NeRF是什么？基于NeRF的三维重建是基于体素吗？-51CTO.COM

本文经自动驾驶之心公众号授权转载，转载请联系出处。

1介绍

神经辐射场（NeRF）是深度学习和计算机视觉领域的一个相当新的范式。ECCV 2020论文《NeRF：将场景表示为视图合成的神经辐射场》(该论文获得了最佳论文奖)中介绍了这项技术，该技术自此大受欢迎，迄今已获得近800次引用[1]。该方法标志着机器学习处理3D数据的传统方式发生了巨大变化。

神经辐射场场景表示和可微分渲染过程：

通过沿着相机射线采样5D坐标（位置和观看方向）来合成图像；将这些位置输入MLP以产生颜色和体积密度；并使用体积渲染技术将这些值合成图像；该渲染函数是可微分的，因此可以通过最小化合成图像和真实观测图像之间的残差来优化场景表示。

2 What is a NeRF?

NeRF是一种生成模型，以图像和精确姿势为条件，生成给定图像的3D场景的新视图，这一过程通常被称为“新视图合成”。不仅如此，它还将场景的3D形状和外观明确定义为连续函数，可以通过marching cubes生成3D网格。尽管它们直接从图像数据中学习，但它们既不使用convolutional层，也不使用transformer层。

多年来，机器学习应用中表示3D数据的方法很多，从3D体素到点云，再到符号距离(signed distance )函数。他们最大的共同缺点是需要预先假设一个3D模型，要么使用摄影测量或激光雷达等工具来生成3D数据，要么手工制作3D模型。然而，许多类型的物体，如高反射物体、“网格状”物体或透明物体，都无法按比例扫描。3D重建方法通常也具有重建误差，这可能导致影响模型精度的阶梯效应或漂移。

相比之下，NeRF基于射线光场的概念。光场是描述光传输如何在整个3D体积中发生的函数。它描述了光线在空间中的每个x=(x，y，z）坐标和每个方向d上移动的方向，描述为θ和ξ角或单位向量。它们共同形成了描述3D场景中的光传输的5D特征空间。受此表示的启发，NeRF试图近似一个函数，该函数从该空间映射到由颜色c=(R，G，B)和浓度(density)σ组成的4D空间，可以将其视为该5D坐标空间处的光线终止的可能性(例如通过遮挡)。因此，标准NeRF是形式F:（x，d）->（c，σ）的函数。

原始的NeRF论文使用多层感知器将该函数参数化，该感知器基于一组姿势已知的图像上训练得到。这是一类称为generalized scene reconstruction的技术中的一种方法，旨在直接从图像集合中描述3D场景。这种方法具备一些非常好的特性：

直接从数据中学习
场景的连续表示允许非常薄和复杂的结构，例如树叶或网格
隐含物理特性，如镜面性和粗糙度
隐式呈现场景中的照明

此后，一系列的改进论文随之涌现，例如，少镜头和单镜头学习[2，3]、对动态场景的支持[4，5]、将光场推广到特征场[6]、从网络上的未校准图像集合中学习[7]、结合激光雷达数据[8]、大规模场景表示[9]、在没有神经网络的情况下学习[10]，诸如此类。

# [所附列表]
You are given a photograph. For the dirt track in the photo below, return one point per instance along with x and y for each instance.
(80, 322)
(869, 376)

==

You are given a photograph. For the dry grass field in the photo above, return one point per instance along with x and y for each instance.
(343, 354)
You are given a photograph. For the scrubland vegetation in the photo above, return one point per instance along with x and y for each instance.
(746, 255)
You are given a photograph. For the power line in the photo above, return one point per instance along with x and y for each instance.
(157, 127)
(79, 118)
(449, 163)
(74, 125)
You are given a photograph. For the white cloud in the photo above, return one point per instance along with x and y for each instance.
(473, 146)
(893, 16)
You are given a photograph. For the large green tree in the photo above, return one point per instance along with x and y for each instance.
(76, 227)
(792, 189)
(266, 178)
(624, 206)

* * *

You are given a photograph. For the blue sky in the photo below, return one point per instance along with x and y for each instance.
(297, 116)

# [练习要求]
A - 根据页面节选回答下列问题：
(i) 介绍NeRF技术的论文发表在哪个会议、哪一年？
(ii) 标准NeRF被写成什么形式的函数？
(iii) 原始NeRF论文用什么把该函数参数化？
B - 照录页面节选中“NeRF是什么？基于NeRF的三维重建是基于体素吗？-51CTO.COM”与“据的传统方式发生了巨大变化。”之间的文字，首尾两处均包括在内。

# [依序答案]
A -
(i) ECCV 2020
(ii) F:（x，d）->（c，σ）
(iii) 多层感知器

B -
NeRF是什么？基于NeRF的三维重建是基于体素吗？-51CTO.COM

本文经自动驾驶之心公众号授权转载，转载请联系出处。

1介绍

神经辐射场（NeRF）是深度学习和计算机视觉领域的一个相当新的范式。ECCV 2020论文《NeRF：将场景表示为视图合成的神经辐射场》(该论文获得了最佳论文奖)中介绍了这项技术，该技术自此大受欢迎，迄今已获得近800次引用[1]。该方法标志着机器学习处理3D数据的传统方式发生了巨大变化。